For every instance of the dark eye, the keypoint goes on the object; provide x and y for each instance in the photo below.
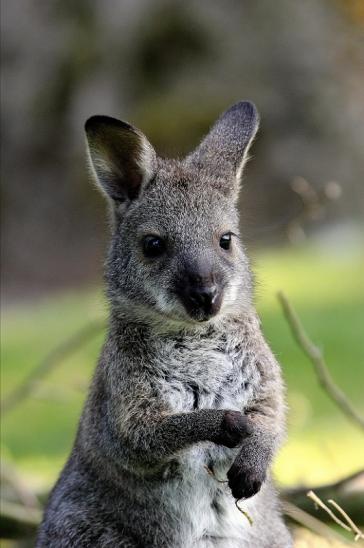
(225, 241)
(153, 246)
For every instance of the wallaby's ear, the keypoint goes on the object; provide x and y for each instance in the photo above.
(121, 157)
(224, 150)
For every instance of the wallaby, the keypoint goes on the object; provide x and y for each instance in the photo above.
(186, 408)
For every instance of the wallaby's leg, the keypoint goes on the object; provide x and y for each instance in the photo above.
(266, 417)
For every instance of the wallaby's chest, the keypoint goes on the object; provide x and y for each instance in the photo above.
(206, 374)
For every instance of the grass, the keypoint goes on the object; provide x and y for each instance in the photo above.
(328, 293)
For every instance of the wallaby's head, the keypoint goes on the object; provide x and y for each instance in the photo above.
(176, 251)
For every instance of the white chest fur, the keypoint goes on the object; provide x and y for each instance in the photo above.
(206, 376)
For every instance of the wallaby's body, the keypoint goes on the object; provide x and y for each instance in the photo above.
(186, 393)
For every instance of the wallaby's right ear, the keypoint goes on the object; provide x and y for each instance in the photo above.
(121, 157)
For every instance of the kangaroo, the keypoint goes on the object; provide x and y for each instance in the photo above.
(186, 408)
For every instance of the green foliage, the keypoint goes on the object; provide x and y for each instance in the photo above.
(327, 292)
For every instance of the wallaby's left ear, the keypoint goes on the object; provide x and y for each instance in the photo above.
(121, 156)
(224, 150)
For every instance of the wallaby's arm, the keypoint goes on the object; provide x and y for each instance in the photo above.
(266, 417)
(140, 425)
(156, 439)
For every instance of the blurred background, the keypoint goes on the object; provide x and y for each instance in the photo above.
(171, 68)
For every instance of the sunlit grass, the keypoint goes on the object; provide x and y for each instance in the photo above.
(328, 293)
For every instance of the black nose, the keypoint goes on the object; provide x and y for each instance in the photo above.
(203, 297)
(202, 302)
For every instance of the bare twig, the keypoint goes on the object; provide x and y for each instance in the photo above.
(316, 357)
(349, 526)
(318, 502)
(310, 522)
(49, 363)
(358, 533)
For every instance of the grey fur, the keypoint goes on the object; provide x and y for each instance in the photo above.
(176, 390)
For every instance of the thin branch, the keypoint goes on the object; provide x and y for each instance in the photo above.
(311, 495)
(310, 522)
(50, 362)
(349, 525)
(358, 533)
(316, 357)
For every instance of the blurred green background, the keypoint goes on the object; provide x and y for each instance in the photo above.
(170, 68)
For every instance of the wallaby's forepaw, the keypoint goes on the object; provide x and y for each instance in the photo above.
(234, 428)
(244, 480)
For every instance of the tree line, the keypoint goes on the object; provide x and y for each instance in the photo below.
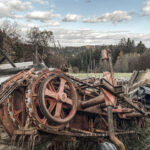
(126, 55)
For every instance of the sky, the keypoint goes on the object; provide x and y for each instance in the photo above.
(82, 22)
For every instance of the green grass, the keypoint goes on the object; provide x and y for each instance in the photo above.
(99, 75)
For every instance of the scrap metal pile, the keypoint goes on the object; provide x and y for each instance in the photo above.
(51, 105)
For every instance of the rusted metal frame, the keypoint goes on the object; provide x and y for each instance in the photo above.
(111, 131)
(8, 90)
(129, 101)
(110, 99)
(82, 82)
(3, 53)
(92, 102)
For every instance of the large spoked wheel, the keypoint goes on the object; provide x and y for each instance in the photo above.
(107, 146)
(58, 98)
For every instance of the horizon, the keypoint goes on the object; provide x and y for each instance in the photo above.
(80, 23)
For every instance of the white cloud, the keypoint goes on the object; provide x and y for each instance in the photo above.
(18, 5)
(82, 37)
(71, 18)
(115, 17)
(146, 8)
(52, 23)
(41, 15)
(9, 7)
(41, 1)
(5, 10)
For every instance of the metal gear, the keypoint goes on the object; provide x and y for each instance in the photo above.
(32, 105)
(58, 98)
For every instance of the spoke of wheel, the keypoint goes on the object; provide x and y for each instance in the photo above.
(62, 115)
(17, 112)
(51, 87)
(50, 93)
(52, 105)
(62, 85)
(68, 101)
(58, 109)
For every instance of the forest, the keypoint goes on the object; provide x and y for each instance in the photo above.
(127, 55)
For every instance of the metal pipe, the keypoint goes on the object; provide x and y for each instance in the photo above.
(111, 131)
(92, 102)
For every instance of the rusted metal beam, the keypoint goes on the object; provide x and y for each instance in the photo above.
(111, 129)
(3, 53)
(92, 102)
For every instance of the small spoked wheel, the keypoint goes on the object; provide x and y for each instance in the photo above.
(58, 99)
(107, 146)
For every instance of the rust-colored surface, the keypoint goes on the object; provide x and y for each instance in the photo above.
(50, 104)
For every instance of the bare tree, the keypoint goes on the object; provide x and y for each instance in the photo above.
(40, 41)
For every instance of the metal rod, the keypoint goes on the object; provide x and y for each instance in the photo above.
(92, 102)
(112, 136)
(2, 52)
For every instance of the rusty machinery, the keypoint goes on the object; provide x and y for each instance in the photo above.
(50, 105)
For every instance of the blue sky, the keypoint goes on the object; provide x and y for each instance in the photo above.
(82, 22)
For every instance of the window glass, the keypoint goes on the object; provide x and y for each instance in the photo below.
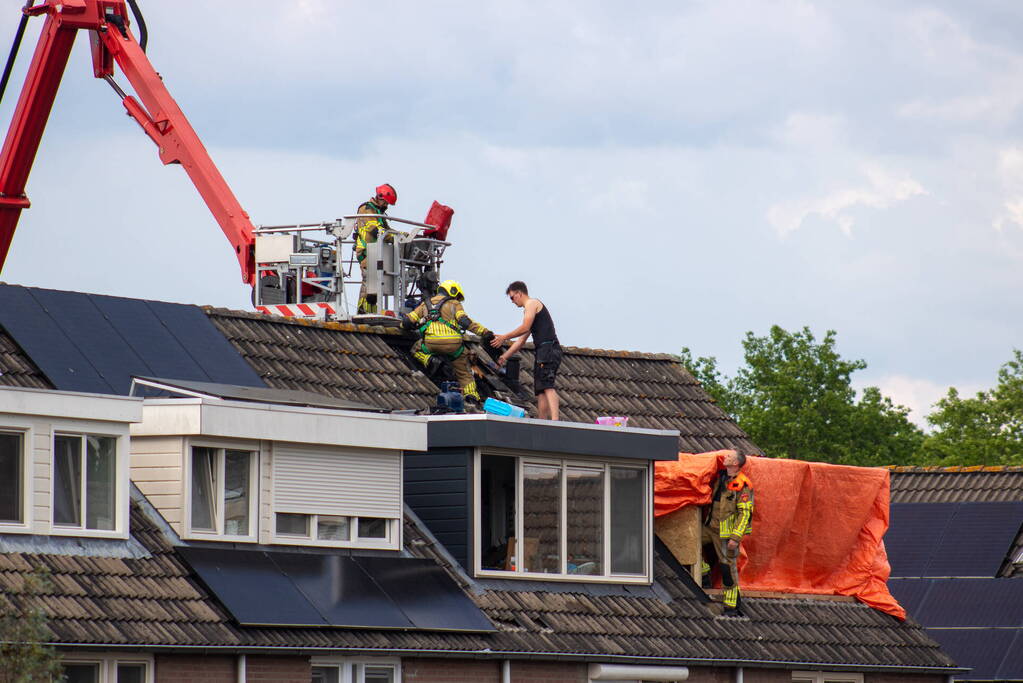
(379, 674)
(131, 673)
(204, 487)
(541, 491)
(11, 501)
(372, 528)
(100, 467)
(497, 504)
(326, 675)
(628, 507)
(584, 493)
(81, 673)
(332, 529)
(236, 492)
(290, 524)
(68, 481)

What is being asked | Pictures stay out of the copy; please restate every record above exactly.

Response below |
For every instance of the dark eye, the keypoint goes on the object; provide x and y for each instance in the photo below.
(225, 241)
(153, 246)
For every instance of the wallaby's ear, the keypoint goes on the object; provide x and y for each instance in the photo above.
(121, 157)
(224, 150)
For every instance of the wallaby, the keypoint goes on the object; provide x and y for each instance in the photo above.
(186, 408)
For every instance of the wallaby's leg, the keypoint goes on the object; provide x and y for each instance in the photo above.
(266, 417)
For every instance of the wallaby's chest, the keypoint goes on the object; provide x and y for each instance in the photo above.
(206, 374)
For every instance of the grass, the keypoint goes on the object; provide x and y for each instance in the photo above.
(328, 293)
For every instance of the wallaby's head, the keypoint goes on the object; provide x and y for each instance in the photo above.
(176, 251)
For every instance of the white chest fur, the keypoint goes on the object; provide x and y for each instance in the photo above.
(206, 376)
For every instance of the wallaby's body, the keypoint goes on the object; provide x and y for each instance in the photo above.
(186, 393)
For every instance of the wallaby's right ear, the keypoint goes on the object; provide x and y for each instance in the photo above.
(121, 157)
For every instance of the kangaroo, the keypoint goes on the object; provide x and y for each instance in the photo above.
(186, 408)
For every instance of the green foliage, the keypoint goes on the object; provide x and y for each instance in the photo above.
(327, 292)
For every instance of the wallaby's left ear, the keypoint goes on the object; provide x and y for each instance in the photo above.
(121, 156)
(224, 150)
For every instance of the wallaby's arm, the keypoint goes on the object; provide x and y for each instance in the photo above.
(266, 417)
(140, 425)
(156, 439)
For every instance of the blurred background, the keypoint goes on the object; provide x and y for each instance in the photo above.
(171, 68)
For every instance of the sunlit grass, the keypoint goes on the object; provide x and y for each instance in the photo above.
(328, 293)
For every instance of the black nose, the keypoint goes on the object; provide x and y for each instance in the photo above.
(203, 297)
(202, 302)
For every instance of the bare twig, the keypoint goes on the object; provide x and y for each instance in the photo above.
(316, 357)
(349, 526)
(318, 502)
(310, 522)
(49, 363)
(358, 533)
For every instance of the grey fur, the keypoint goes on the object; provide x and y for each instance in the photo above.
(176, 390)
For every instance of the thin branch, the keypoint goes on the object; provide x and y for each instance in the photo above.
(311, 495)
(310, 522)
(50, 362)
(349, 525)
(358, 533)
(316, 357)
For every instance of the blurred green background, the keypoint goes on the object; provide x and y for each instance in the photo above.
(170, 68)
For every instance of the wallaby's forepaw, the keypoint goes on the object; provide x and y for each instance in the photo above.
(234, 428)
(244, 480)
For every instance of the tree line, the keypoint goes on the object; provide x and y for each instance in the photo below.
(126, 55)
For every instance of the sky, the keypoint goes on the object; provide x and y for each instance in the photo above.
(82, 22)
For every instance of the green grass, the keypoint goes on the object; provide x and y for each instance in the photo above.
(99, 75)
For every instance of the scrap metal pile, the keypoint goes on the object; provide x and y for each instance in the photo above.
(51, 105)
For every instance of the rusted metal frame, the keypoint goes on the object; provide x and y for each instance in the photo above.
(111, 131)
(8, 90)
(129, 101)
(110, 99)
(82, 82)
(3, 53)
(92, 102)
For every instance of the large spoked wheel, the keypoint goes on the object; provide x and y for each instance in the photo above.
(107, 146)
(58, 98)
For every instance of the horizon, the keypoint goes on the object; provide x and y for each instance in the photo above.
(80, 23)
For every instance of the white cloud, the keypoint goes on the object; provide x and y for each instance in the photo above.
(18, 5)
(82, 37)
(71, 18)
(115, 17)
(146, 8)
(52, 23)
(41, 15)
(9, 7)
(41, 1)
(5, 10)
For every instance of the metal gear, the keypoint goes on the object; provide x and y for each instance in the photo above.
(32, 105)
(58, 98)
For every instance of the spoke of wheel, the keypoint goes on the object; provide x and y for each instance in the photo above.
(62, 115)
(17, 112)
(51, 87)
(50, 93)
(52, 105)
(62, 85)
(68, 101)
(58, 109)
For every instance of the forest, the keypoint goes on the object; provide x and y for each instance in the photo above.
(127, 55)
For every instance of the metal pipe, the keypoint goes on the object; provide x and y for each instance in the photo above.
(111, 131)
(92, 102)
For every instance of the rusted metal beam, the keypoint goes on the object; provide x and y for each instance in the photo above.
(111, 129)
(3, 53)
(92, 102)
For every instance of the small spoked wheel, the keypoint goes on the object; provide x and y for each instance in the photo above.
(58, 99)
(107, 146)
For every instance of the rust-colored surface, the keypoint goes on the object; provide x and y for each instance in the photo above.
(50, 104)
For every instance of the bare tree, the keypoint goes on the object; provide x and y for each instance in the photo above.
(40, 41)
For every instance of the metal rod, the keypoint goes on the object; provide x and y for each instance in the photo above.
(92, 102)
(112, 136)
(2, 52)
For every instance of the rusty machinery, the keypoint goes on the object; provide x and y for each instance in the photo above.
(50, 105)
For every instance of the blue sky, the keypoint goes on the object; provide x and y for each instance in the photo above.
(82, 22)
For every instance of the window glass, the keypoint goes on the object; provide x and y for each instance in the photo below.
(379, 674)
(131, 673)
(204, 487)
(541, 491)
(11, 501)
(372, 528)
(100, 467)
(497, 504)
(326, 675)
(628, 507)
(584, 493)
(81, 673)
(332, 529)
(236, 492)
(290, 524)
(68, 481)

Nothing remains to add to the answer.